- Source document:
----

From 1353 to 1481, the federation of eight cantons—known in German as the Acht Orte (Eight Cantons)—consolidated its position. The members (especially the cities) enlarged their territory at the expense of local counts—primarily by buying judicial rights, but sometimes by force. The Eidgenossenschaft, as a whole, expanded through military conquest: the Aargau was conquered in 1415 and the Thurgau in 1460. In both cases, the Swiss profited from weakness in the Habsburg dukes. In the south, Uri led a military territorial expansion that (after many setbacks) would by 1515 lead to the conquest of the Ticino. None of these territories became members of the confederacy; they had the status of condominiums (regions administered by several cantons).

----

- Records for the task:
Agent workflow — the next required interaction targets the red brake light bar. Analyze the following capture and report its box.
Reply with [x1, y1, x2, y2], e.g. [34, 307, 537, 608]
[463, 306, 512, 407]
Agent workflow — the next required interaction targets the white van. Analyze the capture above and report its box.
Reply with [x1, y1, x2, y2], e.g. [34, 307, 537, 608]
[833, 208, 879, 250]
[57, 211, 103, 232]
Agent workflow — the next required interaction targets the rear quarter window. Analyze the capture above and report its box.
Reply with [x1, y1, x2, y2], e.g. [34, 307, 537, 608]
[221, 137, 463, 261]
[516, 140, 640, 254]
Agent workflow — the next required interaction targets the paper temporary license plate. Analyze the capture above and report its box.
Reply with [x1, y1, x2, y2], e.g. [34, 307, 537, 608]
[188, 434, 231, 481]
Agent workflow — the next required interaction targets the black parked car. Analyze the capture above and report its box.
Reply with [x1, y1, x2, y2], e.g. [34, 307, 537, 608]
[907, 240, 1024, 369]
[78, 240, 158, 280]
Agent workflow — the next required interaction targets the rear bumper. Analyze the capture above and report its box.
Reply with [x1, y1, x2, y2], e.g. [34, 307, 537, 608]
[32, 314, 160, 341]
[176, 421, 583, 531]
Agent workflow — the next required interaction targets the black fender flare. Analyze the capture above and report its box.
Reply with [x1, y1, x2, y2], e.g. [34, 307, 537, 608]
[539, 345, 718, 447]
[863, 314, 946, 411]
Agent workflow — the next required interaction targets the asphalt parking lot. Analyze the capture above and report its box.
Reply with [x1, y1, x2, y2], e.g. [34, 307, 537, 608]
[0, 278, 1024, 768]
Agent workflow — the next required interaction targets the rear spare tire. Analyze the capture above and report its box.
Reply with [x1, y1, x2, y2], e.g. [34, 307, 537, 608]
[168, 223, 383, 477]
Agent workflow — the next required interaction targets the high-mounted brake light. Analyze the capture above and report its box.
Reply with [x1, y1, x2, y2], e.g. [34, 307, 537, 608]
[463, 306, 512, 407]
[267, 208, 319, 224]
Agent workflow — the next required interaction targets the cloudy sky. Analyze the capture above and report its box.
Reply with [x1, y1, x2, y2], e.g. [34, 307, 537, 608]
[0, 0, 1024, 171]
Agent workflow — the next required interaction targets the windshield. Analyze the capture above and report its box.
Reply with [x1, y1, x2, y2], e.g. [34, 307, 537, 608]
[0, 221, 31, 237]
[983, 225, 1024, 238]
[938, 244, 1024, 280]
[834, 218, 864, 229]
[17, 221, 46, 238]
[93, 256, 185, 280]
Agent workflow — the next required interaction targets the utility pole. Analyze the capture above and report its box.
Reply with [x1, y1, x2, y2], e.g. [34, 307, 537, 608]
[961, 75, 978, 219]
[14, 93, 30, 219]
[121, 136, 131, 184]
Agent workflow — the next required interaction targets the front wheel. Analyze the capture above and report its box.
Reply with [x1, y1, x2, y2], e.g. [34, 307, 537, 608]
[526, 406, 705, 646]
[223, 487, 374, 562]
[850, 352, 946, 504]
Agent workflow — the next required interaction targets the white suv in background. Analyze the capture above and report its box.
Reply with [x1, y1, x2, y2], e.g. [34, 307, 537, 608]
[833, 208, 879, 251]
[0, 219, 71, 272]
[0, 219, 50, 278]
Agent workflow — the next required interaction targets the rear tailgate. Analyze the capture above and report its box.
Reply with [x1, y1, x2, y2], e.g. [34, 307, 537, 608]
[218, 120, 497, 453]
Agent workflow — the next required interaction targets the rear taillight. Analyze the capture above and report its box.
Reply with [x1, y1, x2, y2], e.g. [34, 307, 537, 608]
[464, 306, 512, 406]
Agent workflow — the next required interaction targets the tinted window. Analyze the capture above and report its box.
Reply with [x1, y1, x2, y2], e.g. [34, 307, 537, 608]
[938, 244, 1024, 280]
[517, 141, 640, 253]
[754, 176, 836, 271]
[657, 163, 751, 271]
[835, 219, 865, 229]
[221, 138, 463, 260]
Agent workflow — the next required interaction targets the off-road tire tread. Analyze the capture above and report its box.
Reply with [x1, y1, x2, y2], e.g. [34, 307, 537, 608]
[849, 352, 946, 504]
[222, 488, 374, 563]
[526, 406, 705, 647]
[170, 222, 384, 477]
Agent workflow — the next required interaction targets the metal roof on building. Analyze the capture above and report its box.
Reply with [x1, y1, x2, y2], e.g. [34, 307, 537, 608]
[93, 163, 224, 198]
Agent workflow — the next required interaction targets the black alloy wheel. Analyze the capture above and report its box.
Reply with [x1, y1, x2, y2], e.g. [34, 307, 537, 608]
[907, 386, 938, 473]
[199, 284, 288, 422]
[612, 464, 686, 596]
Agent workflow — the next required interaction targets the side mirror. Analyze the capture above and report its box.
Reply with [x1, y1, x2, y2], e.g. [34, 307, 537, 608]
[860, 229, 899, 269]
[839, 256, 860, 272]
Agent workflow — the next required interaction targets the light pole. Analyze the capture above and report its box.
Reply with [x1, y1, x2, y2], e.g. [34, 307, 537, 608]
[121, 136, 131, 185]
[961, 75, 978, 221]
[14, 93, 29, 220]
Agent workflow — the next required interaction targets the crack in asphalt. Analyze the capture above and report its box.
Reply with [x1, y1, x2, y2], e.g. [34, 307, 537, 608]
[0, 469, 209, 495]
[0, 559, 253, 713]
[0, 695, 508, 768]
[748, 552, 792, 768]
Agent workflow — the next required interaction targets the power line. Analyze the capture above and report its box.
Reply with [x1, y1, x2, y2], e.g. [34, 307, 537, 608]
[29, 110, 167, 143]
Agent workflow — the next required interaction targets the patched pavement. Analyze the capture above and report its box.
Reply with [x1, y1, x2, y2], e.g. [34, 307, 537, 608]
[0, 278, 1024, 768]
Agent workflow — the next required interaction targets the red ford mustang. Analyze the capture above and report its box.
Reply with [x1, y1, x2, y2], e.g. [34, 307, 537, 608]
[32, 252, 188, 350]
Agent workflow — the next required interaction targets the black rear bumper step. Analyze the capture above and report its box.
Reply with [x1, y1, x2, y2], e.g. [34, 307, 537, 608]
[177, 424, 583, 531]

----

- Required tasks:
1/ Rewrite the part of the passage on the Swiss confederacy that opens with the words containing "From 1353 to" and closes with "by several cantons).", substituting "Austrian" for "Habsburg".
2/ From the records, reproduce the part that opens with the line containing "targets the tinted" and closes with the line containing "[14, 93, 29, 220]", including both of those lines.
The passage on the Swiss confederacy and the records have no connection to each other.

- Answers for the exercise:
1/
From 1353 to 1481, the federation of eight cantons—known in German as the Acht Orte (Eight Cantons)—consolidated its position. The members (especially the cities) enlarged their territory at the expense of local counts—primarily by buying judicial rights, but sometimes by force. The Eidgenossenschaft, as a whole, expanded through military conquest: the Aargau was conquered in 1415 and the Thurgau in 1460. In both cases, the Swiss profited from weakness in the Austrian dukes. In the south, Uri led a military territorial expansion that (after many setbacks) would by 1515 lead to the conquest of the Ticino. None of these territories became members of the confederacy; they had the status of condominiums (regions administered by several cantons).

2/
Agent workflow — the next required interaction targets the tinted window. Analyze the capture above and report its box.
Reply with [x1, y1, x2, y2], e.g. [34, 307, 537, 608]
[938, 244, 1024, 280]
[517, 141, 640, 253]
[754, 176, 836, 271]
[657, 163, 751, 271]
[835, 219, 865, 229]
[221, 138, 463, 260]
Agent workflow — the next required interaction targets the off-road tire tread. Analyze the capture above and report its box.
Reply with [x1, y1, x2, y2], e.g. [34, 307, 537, 608]
[849, 352, 946, 504]
[222, 488, 374, 563]
[526, 406, 705, 647]
[170, 222, 384, 477]
Agent workflow — the next required interaction targets the metal roof on building. Analyze the capture above and report its box.
Reply with [x1, y1, x2, y2], e.g. [34, 307, 537, 608]
[93, 163, 224, 198]
Agent workflow — the next required interaction targets the black alloy wheel. Analyze the capture above and report its box.
Reply with [x1, y1, x2, y2], e.g. [34, 307, 537, 608]
[907, 386, 938, 473]
[199, 284, 288, 422]
[612, 464, 686, 596]
Agent workflow — the next required interaction targets the side mirror. Analyze the capture above and report its box.
Reply with [x1, y1, x2, y2], e.g. [34, 307, 537, 608]
[860, 229, 899, 269]
[839, 256, 860, 272]
Agent workflow — the next required interaction targets the light pole. Analyze the capture above and report its box.
Reply with [x1, y1, x2, y2], e.g. [34, 307, 537, 608]
[121, 136, 131, 185]
[961, 75, 978, 221]
[14, 93, 29, 220]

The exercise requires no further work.